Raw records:

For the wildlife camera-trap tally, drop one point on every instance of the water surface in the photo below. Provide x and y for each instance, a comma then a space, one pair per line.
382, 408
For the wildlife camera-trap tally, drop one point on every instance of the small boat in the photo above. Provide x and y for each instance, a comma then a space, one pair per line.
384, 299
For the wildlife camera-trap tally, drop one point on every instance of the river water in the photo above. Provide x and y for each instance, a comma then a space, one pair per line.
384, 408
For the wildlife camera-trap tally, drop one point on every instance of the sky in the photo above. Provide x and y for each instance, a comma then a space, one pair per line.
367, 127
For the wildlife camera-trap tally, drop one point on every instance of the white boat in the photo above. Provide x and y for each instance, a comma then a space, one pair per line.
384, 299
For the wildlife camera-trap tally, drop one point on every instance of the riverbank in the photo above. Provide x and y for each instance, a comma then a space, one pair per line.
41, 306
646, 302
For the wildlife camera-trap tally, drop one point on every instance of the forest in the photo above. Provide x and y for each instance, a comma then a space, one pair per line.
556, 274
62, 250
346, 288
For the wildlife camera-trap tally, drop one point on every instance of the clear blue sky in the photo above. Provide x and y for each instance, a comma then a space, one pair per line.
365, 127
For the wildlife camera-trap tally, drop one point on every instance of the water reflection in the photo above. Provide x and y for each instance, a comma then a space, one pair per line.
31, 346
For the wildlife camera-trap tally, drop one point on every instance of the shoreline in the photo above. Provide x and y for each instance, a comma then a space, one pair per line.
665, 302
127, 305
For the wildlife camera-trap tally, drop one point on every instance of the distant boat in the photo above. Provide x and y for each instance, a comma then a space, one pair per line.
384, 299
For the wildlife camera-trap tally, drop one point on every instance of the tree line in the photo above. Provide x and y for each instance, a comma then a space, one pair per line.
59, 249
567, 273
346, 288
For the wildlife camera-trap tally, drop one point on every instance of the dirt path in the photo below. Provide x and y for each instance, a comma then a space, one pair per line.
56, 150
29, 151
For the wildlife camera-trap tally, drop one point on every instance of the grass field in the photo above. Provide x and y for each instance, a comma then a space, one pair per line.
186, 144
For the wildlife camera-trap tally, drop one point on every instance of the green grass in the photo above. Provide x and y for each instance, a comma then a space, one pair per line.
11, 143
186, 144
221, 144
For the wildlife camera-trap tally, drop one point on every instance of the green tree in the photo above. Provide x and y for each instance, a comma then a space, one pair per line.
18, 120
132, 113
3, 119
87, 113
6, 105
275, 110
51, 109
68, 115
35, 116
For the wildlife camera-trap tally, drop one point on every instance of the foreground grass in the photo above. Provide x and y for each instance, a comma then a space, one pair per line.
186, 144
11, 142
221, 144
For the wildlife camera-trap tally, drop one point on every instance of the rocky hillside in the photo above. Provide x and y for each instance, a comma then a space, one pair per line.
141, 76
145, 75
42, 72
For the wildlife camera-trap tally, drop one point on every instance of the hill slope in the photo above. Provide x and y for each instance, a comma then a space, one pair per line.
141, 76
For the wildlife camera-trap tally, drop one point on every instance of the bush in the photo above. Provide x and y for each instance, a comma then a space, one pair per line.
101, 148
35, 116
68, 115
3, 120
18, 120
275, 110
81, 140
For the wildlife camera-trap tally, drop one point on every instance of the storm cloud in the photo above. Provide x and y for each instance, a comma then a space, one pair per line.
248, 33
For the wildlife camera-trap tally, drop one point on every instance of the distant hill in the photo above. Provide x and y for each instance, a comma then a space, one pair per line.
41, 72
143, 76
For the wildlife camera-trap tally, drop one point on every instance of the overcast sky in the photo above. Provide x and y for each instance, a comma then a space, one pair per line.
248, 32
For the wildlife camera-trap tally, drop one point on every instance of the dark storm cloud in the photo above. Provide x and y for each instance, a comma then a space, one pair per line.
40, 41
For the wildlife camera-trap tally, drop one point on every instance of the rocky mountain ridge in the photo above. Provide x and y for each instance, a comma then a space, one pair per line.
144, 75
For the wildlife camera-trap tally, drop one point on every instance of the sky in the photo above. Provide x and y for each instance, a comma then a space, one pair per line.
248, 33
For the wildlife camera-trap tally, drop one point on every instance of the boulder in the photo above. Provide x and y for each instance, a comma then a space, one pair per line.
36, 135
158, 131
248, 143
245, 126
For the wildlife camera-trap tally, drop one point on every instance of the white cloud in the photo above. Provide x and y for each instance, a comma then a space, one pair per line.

Aim:
Reproduce the entries above exactly.

Completed task:
For the wildlife camera-trap tally, drop one point on every instance of the water surface in the photo below. Provide x and y for each instance, a comma then a space, one pair per line.
382, 408
For the wildlife camera-trap tally, drop one point on every instance of the small boat in the photo above. Provide x and y for each instance, a comma then a space, one pair per line.
384, 299
For the wildlife camera-trap tally, drop one point on every instance of the river water in the photo above. Provide x and y for each instance, a comma then a space, one pair per line.
384, 408
For the wildlife camera-trap tally, drop one point on every instance of the sky in the photo above. Provide x and y for each instance, a comma then a space, one pair per line.
367, 127
For the wildlife camera-trap tally, drop one point on every instance of the white boat in the photo above. Provide x and y for each instance, a comma then a space, one pair per line.
384, 299
For the wildlife camera-trap tally, drop one point on every instance of the riverbank in the photo above. Provide x and y for each instance, a comma then a space, one pair per line.
41, 306
646, 302
For the wildlife camera-trap tally, drop one point on every instance of the forest in the photo above. Provide x and y for each instance, a comma then a space, one pair per line.
556, 274
62, 250
346, 288
For the wildlife camera-trap tally, drop one point on every instance of the clear blue sky in the photo above. Provide x and y for each instance, a comma then a space, one pair per line.
365, 127
For the wildlife camera-trap tally, drop one point on every instance of the water reflection in the photo above. Provide x and y for each instance, a comma then a space, one pair per line.
31, 346
For the wildlife camera-trap tally, drop one point on every instance of the shoreline in the photo above. Provide x and y for each instance, a comma then a space, one pair per line.
665, 302
127, 305
For the wildlife camera-trap tally, drop one point on every instance of the distant boat in the photo above. Provide x and y for each instance, a comma then a space, one pair per line.
384, 299
For the wildlife camera-trap tally, drop one point on every instance of the tree line in the photo above. Provide x and y for each instance, a comma then a space, one pair per line.
59, 249
567, 273
346, 288
For the wildlife camera-trap tally, drop one point on every instance of the dirt path in the photo below. Provide x and y for each instance, a comma then a space, one pair per line.
56, 150
29, 151
For the wildlife camera-trap tally, drop one point on every instance of the grass field in the photo above. Provide x and y for each instance, a comma then a space, one pair per line.
186, 144
For the wildlife camera-trap tally, drop one point on every instance of the green grass in the photo above. Provide x and y for each instance, a comma then a space, one pair per line.
11, 143
186, 144
221, 144
For the wildlife camera-trap tally, drop one point on every instance of the green tree in the photo above. Provide x and y for each instance, a comma then a space, one pair per line.
18, 120
132, 113
3, 119
87, 113
6, 105
275, 110
51, 109
68, 115
35, 116
For the wildlife camera-trap tally, drop one point on every instance of the foreground grass in the photo above. Provide x and y for each instance, a comma then a space, one pair per line.
186, 144
11, 142
221, 144
For the wildlife camera-trap tally, drop one point on every instance of the rocky hillside in the photo above. Provide x and y for each instance, a comma then a space, one pair per line.
141, 76
145, 75
42, 72
For the wildlife camera-trap tally, drop one point on every instance of the hill slope in the photo above. Provide x and y for each instance, a comma then a space, one pair per line.
141, 76
For the wildlife camera-trap tally, drop one point on every instance of the bush in the photo above. Provide x and y for each instance, a comma then a space, one pair per line.
101, 148
35, 116
68, 115
3, 120
18, 120
275, 110
81, 140
For the wildlife camera-trap tally, drop one point on every instance of the storm cloud in the photo above. Provide x and y for each instance, a comma then a space, one pair per line.
248, 33
For the wildlife camera-trap tally, drop one point on every instance of the distant hill in the photo above. Provide x and y for each instance, a comma then a space, one pair per line.
41, 72
143, 76
For the wildlife camera-trap tally, drop one point on every instance of the overcast sky in the photo above. Provide x and y for each instance, a comma then a space, one pair per line.
248, 32
For the wildlife camera-trap tally, drop one point on every instance of the dark storm cloud in the photo above. Provide x and y for each instance, a comma then a space, one pair per line.
40, 41
For the wildlife camera-trap tally, drop one point on every instance of the rocky mountain ridge in the photo above. Provide x and y for each instance, a comma then a space, one pair per line.
144, 75
For the wildlife camera-trap tally, drop one point on every instance of the sky in the photo above. Provide x and y for each instance, a comma then a space, one pair per line.
248, 33
For the wildlife camera-trap tally, drop one point on every instance of the boulder in the photo above. Provide x and y for each instance, a comma then a space, one pair per line.
36, 135
158, 131
248, 143
245, 126
For the wildlife camera-trap tally, drop one point on every instance of the white cloud in the photo above. Provide x and y for each instance, a comma then a space, one pair per line.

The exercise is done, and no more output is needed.